■ **Objetivo del ejercicio**
En el fragmento del documento, ¿qué fecha indica el primer testimonio para la salida anual de la Pastora Divina?

■ **Fragmento del documento**
— Aún no hablaba cuando mi abuela me decía «¿hasta dónde es mi niña pastoreña?» y con mi mano señalaba mi cabeza y me decía «hasta aquí». Mi familia paterna es cantillanera y pastoreña, la devoción por la Pastora Divina nos une como familia. Cada año, cada 8 de septiembre, veíamos salir a la virgen entre aplausos y griteríos «¡Viva la Pastora Divina!». Mi tía Antonia lloraba de emoción cuando el paso se levantaba. Yo también lloraba, no por la virgen, no por mi fe, sino por lo que ello significaba para mí. Recuerdos, familia, tradición, costumbres, identidad y cultura.
— Aquello, creado para emocionarte por los cuatros costaos, formaba parte de quién era yo y de dónde venía. A los once años salí por primera vez de nazarena en una hermandad de mi pueblo, porque antes no dejaban salir a las mujeres en procesión. Mi padre salía de costalero. La hermandad, cada domingo de ramos, nos unía a mi padre y a mí, y yo me sentía más cerca de él que nunca.
— Nací en una zona del sur de Sevilla que hasta la Expo 92 no estaba ni asfaltada. La sensación de aislamiento no solo venía por vivir casi en el campo, sino también por ser uno de los pocos barrios que carecía de iglesia. Mi familia era, a la par, católica y de izquierdas, y, con el mismo afán que tenían por mejorar las condiciones del barrio, trataron de buscarme bautizo y colegio religioso. A finales de los noventa estaba en el equipo de fútbol escolar y, en una tarde de entrenamiento, un sacerdote nos pidió participar en una procesión por falta de participantes y fuimos a formar parte del cortejo vestidos con la equipación deportiva. Me encantó esa experiencia, pero cuanto más traté de adentrarme, mayor fueron las dificultades. Hacer la ESO en un colegio religioso donde ya no había uniformes fue una losa, la vestimenta hizo ver las diferencias entre los barrios de procedencia y luego las ideologías pusieron los cerrojos en una puerta que no pude atravesar jamás. Los hijos de los «barrios de bien» monopolizaron el control de acceso para una manifestación festivo cultural que, por una vez, me había servido para conectar con esa Sevilla, que desde aquí abajo, se veía muy lejana.

(Datos de origen)
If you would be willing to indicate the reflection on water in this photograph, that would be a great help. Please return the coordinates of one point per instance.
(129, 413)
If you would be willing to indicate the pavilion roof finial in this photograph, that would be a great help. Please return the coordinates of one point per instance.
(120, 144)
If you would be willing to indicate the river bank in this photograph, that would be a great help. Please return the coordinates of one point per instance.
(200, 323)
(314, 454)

--

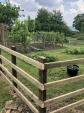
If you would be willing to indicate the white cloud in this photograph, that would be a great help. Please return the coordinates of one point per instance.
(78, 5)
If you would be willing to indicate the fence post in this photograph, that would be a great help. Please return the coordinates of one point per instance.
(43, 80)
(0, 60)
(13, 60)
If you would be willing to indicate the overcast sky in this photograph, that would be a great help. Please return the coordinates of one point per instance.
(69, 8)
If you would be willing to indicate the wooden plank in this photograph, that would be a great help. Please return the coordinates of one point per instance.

■ **Respuesta**
El 8 de septiembre.